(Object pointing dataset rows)
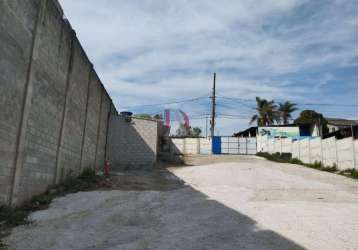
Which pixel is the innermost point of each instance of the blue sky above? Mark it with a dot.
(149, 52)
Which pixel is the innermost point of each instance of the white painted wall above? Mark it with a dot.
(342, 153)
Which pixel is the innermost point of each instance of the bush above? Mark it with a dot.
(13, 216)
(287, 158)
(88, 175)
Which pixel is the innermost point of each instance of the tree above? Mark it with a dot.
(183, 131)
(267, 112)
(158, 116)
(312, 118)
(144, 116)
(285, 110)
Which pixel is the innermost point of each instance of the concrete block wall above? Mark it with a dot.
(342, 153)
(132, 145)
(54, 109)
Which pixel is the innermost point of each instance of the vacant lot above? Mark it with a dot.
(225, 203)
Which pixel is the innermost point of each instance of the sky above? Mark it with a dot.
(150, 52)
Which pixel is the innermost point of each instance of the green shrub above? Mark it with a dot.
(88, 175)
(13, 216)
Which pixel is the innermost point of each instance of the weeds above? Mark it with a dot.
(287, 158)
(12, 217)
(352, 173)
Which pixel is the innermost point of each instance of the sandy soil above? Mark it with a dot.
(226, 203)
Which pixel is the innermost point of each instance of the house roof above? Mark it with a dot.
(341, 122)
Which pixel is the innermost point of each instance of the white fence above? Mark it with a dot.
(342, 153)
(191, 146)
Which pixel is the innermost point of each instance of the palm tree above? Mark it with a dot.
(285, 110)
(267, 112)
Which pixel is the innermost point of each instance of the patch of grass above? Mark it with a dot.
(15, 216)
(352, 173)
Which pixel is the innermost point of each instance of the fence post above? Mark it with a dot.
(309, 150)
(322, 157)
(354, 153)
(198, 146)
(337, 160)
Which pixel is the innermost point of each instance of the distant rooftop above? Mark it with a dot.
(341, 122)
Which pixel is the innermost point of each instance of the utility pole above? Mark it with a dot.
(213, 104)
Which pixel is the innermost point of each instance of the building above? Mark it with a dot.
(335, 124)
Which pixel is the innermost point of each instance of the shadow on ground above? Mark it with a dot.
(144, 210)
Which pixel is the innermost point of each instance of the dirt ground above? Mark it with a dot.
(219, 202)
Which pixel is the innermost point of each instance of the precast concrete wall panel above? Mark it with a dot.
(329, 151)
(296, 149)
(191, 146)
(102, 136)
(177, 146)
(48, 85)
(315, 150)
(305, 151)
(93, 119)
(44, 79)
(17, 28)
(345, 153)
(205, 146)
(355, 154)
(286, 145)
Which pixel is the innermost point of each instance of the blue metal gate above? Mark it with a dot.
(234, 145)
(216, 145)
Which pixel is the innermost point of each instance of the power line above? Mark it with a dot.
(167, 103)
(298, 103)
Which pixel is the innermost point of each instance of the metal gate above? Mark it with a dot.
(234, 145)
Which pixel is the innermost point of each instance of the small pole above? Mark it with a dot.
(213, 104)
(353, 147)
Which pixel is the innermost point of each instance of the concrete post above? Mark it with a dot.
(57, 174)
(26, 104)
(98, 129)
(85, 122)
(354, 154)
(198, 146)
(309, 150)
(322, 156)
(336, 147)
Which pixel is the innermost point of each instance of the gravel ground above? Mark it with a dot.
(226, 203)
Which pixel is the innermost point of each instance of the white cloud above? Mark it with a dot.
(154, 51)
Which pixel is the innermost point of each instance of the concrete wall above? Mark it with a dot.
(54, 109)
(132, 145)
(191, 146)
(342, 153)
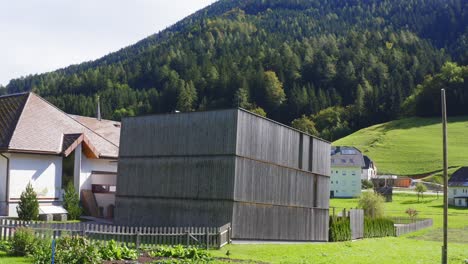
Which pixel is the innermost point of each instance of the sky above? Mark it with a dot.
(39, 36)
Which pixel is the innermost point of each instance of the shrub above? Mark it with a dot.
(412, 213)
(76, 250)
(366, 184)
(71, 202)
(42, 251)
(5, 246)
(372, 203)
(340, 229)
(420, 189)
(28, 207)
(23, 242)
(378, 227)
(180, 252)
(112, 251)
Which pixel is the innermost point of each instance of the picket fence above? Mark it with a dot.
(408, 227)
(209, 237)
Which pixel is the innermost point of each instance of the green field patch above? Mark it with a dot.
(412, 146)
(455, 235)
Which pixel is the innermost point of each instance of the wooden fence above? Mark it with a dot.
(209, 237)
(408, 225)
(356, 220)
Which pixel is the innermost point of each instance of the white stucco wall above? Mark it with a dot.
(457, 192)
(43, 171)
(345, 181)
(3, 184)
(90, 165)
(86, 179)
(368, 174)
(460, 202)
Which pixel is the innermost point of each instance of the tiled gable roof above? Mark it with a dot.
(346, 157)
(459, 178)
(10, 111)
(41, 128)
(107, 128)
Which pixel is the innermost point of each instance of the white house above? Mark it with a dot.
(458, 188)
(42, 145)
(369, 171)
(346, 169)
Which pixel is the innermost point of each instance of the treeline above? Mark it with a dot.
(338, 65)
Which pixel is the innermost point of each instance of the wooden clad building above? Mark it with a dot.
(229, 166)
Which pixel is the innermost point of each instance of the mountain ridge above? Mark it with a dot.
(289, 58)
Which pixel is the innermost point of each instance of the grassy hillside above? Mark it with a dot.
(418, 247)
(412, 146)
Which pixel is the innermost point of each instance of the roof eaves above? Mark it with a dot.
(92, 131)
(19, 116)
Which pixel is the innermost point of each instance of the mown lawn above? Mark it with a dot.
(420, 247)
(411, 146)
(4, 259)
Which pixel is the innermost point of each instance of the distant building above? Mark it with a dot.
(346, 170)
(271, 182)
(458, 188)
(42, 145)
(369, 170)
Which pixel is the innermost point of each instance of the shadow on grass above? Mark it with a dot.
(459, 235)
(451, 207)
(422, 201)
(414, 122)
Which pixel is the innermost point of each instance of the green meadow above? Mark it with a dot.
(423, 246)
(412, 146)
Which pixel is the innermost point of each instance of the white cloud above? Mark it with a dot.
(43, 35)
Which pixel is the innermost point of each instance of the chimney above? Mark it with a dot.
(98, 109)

==

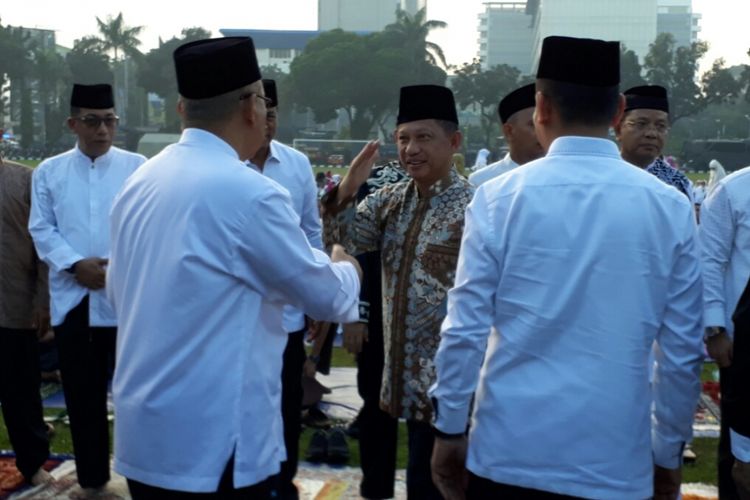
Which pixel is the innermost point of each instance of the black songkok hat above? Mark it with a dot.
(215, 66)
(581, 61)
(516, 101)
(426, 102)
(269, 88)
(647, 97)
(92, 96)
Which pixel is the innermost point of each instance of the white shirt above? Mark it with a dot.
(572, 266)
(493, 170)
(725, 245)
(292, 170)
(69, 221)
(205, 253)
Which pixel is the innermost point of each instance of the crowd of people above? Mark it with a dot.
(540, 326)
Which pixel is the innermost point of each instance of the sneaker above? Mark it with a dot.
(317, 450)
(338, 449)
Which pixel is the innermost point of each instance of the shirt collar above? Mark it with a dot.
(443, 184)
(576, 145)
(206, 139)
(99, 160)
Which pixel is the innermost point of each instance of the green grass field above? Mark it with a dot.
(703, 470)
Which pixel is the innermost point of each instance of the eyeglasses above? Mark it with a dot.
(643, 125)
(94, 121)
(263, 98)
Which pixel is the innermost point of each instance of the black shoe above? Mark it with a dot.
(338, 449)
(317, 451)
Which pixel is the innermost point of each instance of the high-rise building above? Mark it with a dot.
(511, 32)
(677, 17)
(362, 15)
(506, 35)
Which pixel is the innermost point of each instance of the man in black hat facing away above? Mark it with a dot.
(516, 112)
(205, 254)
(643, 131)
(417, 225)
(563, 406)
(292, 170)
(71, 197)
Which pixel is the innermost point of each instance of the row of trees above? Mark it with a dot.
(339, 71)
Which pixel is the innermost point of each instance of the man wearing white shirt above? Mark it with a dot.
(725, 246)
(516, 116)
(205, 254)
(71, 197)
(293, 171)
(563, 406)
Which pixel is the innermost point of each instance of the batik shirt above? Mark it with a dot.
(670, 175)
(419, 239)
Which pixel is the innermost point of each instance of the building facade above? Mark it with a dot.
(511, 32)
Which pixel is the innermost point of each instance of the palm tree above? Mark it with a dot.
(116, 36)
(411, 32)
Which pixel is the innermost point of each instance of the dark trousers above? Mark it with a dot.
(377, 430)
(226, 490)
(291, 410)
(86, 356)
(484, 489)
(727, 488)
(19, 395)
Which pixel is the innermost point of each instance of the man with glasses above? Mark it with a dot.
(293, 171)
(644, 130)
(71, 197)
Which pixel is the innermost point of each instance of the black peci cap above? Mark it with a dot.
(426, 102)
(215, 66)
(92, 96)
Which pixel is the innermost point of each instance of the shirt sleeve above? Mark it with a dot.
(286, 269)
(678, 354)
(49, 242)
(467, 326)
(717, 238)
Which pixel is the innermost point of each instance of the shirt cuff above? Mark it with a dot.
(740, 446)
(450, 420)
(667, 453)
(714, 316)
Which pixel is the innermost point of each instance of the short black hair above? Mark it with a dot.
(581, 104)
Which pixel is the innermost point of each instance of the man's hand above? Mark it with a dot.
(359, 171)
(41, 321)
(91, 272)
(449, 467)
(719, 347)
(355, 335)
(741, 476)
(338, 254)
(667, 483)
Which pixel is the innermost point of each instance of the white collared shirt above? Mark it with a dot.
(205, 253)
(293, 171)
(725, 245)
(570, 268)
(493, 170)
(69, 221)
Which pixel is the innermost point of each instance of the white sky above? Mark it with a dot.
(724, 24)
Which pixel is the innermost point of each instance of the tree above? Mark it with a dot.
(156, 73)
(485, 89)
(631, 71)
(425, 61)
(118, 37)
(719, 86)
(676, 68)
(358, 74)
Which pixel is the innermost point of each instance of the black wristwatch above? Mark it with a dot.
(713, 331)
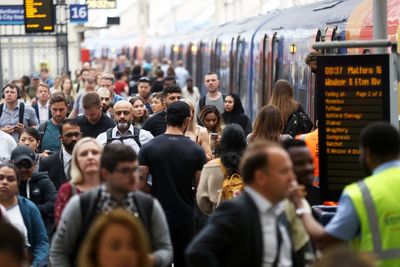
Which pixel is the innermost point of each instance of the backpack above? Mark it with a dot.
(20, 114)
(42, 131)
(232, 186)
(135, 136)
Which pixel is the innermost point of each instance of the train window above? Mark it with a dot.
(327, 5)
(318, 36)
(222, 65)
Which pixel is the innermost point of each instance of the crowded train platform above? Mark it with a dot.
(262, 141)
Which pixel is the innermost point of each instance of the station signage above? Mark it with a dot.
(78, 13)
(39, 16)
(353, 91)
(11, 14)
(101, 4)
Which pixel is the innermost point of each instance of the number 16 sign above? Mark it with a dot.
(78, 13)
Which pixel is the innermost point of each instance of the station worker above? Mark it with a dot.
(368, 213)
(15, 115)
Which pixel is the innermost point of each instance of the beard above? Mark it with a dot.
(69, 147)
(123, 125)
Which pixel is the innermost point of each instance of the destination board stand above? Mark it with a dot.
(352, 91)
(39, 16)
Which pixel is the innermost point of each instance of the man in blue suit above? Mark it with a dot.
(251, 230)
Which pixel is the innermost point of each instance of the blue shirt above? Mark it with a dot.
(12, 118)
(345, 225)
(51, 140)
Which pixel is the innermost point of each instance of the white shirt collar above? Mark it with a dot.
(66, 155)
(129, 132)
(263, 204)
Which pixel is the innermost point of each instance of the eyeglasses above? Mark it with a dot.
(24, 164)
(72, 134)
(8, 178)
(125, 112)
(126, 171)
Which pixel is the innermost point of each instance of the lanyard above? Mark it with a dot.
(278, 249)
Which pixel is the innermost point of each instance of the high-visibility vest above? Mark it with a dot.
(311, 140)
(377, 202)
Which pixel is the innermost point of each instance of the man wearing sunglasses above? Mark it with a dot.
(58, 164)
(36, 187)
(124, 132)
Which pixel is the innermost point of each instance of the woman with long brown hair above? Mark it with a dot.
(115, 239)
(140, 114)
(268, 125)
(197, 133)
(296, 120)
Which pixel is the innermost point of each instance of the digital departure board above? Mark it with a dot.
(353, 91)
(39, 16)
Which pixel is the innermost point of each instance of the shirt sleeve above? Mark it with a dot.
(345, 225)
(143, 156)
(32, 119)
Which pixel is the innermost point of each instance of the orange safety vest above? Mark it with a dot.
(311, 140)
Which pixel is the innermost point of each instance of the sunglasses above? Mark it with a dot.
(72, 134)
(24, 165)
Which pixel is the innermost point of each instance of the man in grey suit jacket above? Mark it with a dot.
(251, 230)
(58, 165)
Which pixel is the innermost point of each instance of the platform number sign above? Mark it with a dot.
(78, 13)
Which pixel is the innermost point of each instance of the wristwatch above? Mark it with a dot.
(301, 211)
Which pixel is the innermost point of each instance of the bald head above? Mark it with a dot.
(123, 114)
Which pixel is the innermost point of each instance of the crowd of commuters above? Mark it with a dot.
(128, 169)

---

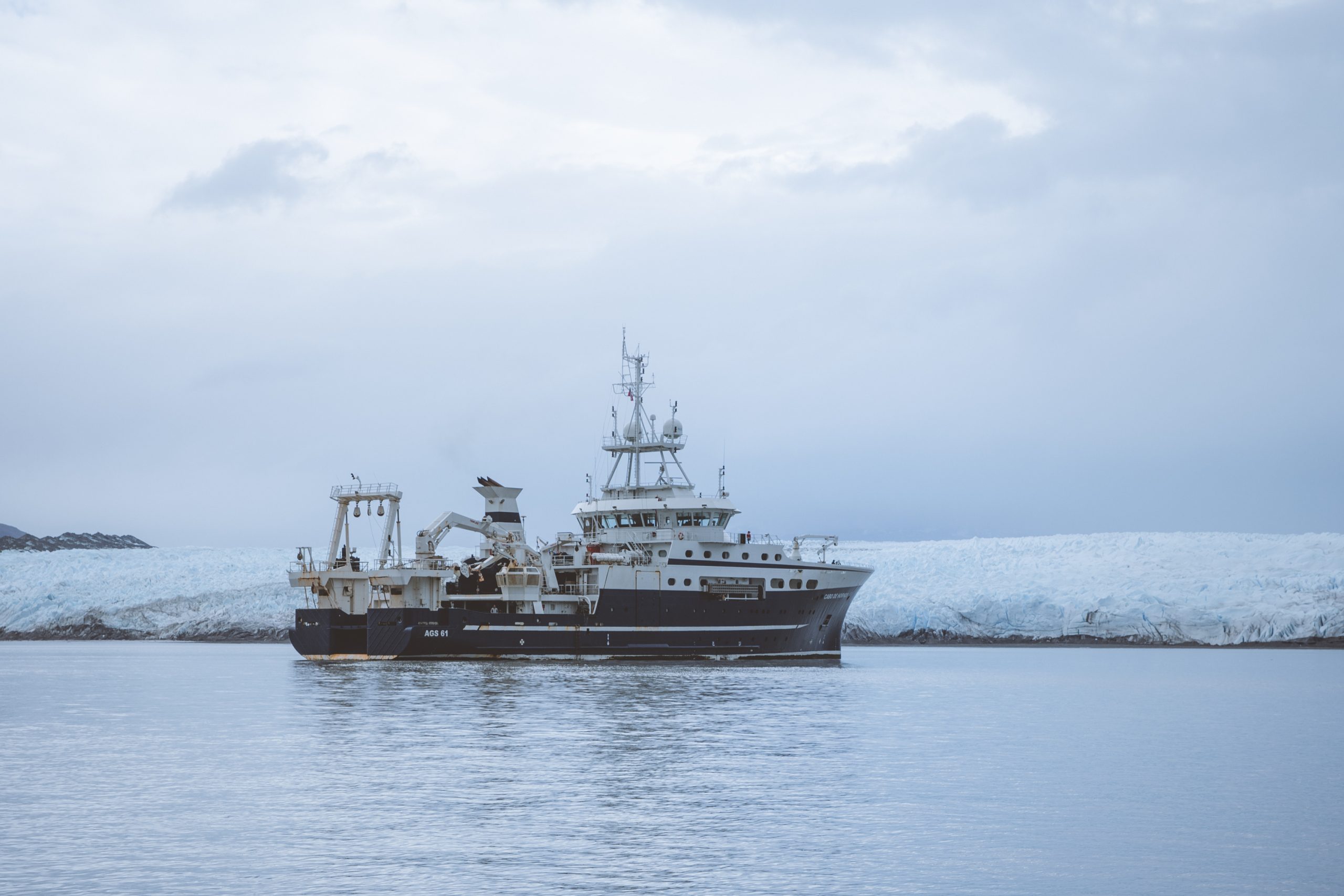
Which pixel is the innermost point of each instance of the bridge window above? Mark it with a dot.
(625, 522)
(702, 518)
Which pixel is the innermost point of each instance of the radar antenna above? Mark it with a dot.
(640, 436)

**WRITTEN INSTRUCTION:** Identify each line in the rows above that contains the word "wearing", and copy those lines.

**THE OUTPUT:**
Which pixel is the innermost point of each instance of the man wearing white shirt above? Mark it with a dot.
Which pixel is the innermost point of each instance of the man wearing sunglasses above? Mark it with a dot.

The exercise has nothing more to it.